Paul Tumey: Books One and Two together are about 600 pages? It’s an ambitious work. And, like Maus, Fun Home, etc. it’s got something different and new and, if you’ll pardon the word, strange, to offer. Was it hard to find a publisher?
Emil Ferris: The two books together are coming in at closer to 800 pages between the two. And yes! It was a challenge. I have a great agent who held with me throughout the trials of the thing. The book was noticed early on by Katie Adams and initially the book was slated to come out with the extremely wonderful publisher for whom she worked, but, when finally they had the book in hand the publisher felt that I would be best off to do it differently. (The head of this company, Judith Gurewich is a total mensch!) That publisher decided to ask nothing back from the support they gave me to complete the work. I was deeply grateful, utterly broke and completely lost when they decided not to publish it. So Holly Bemiss and myself, we hit the (publishing) street like two Depression Era sales dames carrying worn suitcases full of encyclopedias (my book, “the big monster”). We went from town to town and then were ‘taken in” by the kindly folks at Fantagraphics, Gary Groth and Eric Reynolds, who just threw everything behind the book they could.

• **EXERCISE TASKS**:
a – Copy the stretch of the interview from "Paul Tumey: Books" through "find a publisher?" word for word.
b – Answer these questions from the interview:
(i) How many pages does Ferris say the two books come to together?
(ii) Who noticed the book early on?
(iii) Which publisher finally took the book in?

• **ENTRIES SHOWN**:
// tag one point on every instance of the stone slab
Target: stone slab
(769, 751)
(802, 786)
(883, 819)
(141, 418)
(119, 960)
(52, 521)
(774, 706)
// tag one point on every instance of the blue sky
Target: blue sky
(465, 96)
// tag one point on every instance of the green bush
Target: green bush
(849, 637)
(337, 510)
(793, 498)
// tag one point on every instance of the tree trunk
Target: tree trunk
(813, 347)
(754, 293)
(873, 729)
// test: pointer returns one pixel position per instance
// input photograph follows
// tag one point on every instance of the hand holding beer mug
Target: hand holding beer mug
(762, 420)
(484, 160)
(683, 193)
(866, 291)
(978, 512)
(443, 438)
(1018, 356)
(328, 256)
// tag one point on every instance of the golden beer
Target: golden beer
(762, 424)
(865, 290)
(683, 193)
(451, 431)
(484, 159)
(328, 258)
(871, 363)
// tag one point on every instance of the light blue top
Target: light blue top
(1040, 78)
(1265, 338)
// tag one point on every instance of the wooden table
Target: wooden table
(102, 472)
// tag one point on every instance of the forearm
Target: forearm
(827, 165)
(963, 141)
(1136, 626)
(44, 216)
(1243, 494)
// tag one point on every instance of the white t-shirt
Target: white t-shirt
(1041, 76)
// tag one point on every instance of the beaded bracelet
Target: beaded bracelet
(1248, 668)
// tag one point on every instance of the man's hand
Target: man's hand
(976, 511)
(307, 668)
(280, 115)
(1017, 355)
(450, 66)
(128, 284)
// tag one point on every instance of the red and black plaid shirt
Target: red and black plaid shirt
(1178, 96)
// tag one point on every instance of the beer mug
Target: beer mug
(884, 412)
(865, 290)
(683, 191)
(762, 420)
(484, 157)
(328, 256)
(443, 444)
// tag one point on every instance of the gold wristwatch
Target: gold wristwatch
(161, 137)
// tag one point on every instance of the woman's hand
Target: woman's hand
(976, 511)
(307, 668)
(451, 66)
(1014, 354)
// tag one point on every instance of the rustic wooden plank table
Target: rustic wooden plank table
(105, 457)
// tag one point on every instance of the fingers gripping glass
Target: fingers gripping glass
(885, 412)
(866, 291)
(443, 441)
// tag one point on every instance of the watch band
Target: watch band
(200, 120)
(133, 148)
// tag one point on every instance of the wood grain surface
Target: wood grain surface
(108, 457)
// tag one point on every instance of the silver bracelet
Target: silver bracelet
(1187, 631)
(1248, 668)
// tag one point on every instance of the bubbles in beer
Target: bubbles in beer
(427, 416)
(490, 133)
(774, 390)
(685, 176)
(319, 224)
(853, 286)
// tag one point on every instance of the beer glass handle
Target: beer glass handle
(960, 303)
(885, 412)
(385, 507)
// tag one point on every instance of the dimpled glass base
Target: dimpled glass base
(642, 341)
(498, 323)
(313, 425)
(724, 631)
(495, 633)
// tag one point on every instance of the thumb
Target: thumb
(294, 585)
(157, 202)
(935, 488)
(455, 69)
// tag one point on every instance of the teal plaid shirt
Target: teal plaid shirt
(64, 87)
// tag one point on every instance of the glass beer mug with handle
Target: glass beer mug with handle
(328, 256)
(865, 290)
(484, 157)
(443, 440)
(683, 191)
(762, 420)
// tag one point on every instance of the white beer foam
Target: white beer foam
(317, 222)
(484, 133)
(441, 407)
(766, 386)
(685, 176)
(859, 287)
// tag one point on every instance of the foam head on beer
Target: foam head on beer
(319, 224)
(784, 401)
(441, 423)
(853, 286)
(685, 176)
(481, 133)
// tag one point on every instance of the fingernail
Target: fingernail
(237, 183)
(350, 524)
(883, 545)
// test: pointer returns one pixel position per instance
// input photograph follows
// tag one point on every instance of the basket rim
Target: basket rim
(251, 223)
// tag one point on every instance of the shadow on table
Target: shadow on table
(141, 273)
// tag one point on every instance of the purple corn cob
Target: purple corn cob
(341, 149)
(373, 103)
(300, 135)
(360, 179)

• **RESULTS OF THE EXERCISE**:
a –
Paul Tumey: Books One and Two together are about 600 pages? It’s an ambitious work. And, like Maus, Fun Home, etc. it’s got something different and new and, if you’ll pardon the word, strange, to offer. Was it hard to find a publisher?

b –
(i) Closer to 800 pages
(ii) Katie Adams
(iii) Fantagraphics